- _Work instruction_: Show every line of the data below that includes the word "bench".

[Records from a dataset]
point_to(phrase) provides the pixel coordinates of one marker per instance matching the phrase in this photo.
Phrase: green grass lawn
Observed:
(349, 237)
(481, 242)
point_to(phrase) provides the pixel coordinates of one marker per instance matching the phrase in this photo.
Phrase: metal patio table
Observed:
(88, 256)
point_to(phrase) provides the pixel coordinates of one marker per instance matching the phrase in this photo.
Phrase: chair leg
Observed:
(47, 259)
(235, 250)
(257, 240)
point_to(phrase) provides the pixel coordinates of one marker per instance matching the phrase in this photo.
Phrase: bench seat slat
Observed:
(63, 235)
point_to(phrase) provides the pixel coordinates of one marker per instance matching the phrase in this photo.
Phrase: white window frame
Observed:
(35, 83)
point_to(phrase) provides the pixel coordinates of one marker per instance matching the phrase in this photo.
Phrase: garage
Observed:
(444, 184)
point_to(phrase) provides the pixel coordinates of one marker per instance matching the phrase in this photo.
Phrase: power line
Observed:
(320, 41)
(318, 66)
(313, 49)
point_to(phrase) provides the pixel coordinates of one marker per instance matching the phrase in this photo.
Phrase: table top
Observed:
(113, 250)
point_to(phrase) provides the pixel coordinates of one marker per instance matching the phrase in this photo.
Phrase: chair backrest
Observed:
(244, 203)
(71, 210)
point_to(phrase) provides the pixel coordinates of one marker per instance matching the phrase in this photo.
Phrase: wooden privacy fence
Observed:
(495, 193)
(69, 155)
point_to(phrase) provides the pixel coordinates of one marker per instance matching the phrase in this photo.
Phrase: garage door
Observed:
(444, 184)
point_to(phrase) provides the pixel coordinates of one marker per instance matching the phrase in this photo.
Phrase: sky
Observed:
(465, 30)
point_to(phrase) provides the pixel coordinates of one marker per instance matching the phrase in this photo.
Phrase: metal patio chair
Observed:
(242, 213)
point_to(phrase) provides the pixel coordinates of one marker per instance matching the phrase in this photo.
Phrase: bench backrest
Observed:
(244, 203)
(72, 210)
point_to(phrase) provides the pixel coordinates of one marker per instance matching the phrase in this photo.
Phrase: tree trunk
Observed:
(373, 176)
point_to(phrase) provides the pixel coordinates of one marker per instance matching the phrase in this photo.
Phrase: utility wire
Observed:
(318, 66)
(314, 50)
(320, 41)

- _Result of the task_:
Phrase: bench seat slat
Phrase: bench backrest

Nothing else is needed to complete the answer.